*JOB:*
Rewrite the listing below, replacing "shown above" with "in this photo" and changing nothing else. Omit the pictures from your answer.

--*--

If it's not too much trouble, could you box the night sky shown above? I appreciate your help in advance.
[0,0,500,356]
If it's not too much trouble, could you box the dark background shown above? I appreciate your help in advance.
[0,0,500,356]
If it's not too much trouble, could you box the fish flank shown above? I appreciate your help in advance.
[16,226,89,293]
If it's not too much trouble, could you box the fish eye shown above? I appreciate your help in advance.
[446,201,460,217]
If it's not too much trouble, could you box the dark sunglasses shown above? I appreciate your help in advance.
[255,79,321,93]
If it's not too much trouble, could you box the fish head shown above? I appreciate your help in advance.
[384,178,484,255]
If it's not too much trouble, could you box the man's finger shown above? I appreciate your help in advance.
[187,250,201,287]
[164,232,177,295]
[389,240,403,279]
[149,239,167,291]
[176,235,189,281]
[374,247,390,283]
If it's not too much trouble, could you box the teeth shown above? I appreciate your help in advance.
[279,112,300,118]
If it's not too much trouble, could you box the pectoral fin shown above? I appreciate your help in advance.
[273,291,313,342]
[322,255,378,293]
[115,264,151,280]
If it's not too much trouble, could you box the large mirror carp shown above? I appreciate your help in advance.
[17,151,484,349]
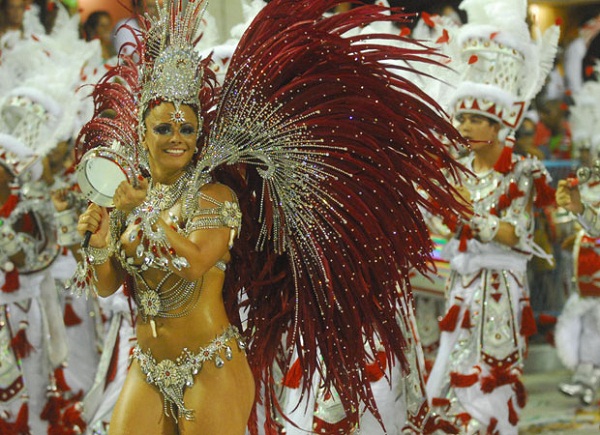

--*--

*THE ANSWER:*
If it's not too much trouble, could you box the night sky in this photo? I appreciate your help in advance.
[0,0,500,356]
If it's not too much trouble, could you box the dark background in this photo? I appreciate your help in advance.
[0,0,500,356]
If it's not too much trouble, could you box the fish flank in this photo? I appreciate your help in advance.
[16,226,89,293]
If it's not too much trouble, could you box the fish eye in this photo? I appreciate your help in advance.
[446,201,460,217]
If it's not too much trouble, could you box the dark sunglasses in this photo? I appreciate your help in advance.
[255,79,321,93]
If it's not too much trouble, could you box the fish head in this photo? I appreciate your help in advance.
[384,178,484,255]
If it's not too much trouble, could you box the man's finger in this photo? I appreciate your help in advance.
[187,250,201,287]
[164,232,177,295]
[389,240,403,279]
[149,239,167,291]
[176,235,189,281]
[374,247,390,283]
If it's not too much trouble, could you box the teeth in this photo? I appreciate your help in advance.
[279,112,300,118]
If it's not too much trouble, could you box the pectoral fin in this photo? I appreciate your help in advance.
[273,291,313,342]
[322,255,378,293]
[115,264,151,280]
If it's not too much trouble, could you box the large mirror carp in this photo? I appreciate your help in advance.
[17,151,484,349]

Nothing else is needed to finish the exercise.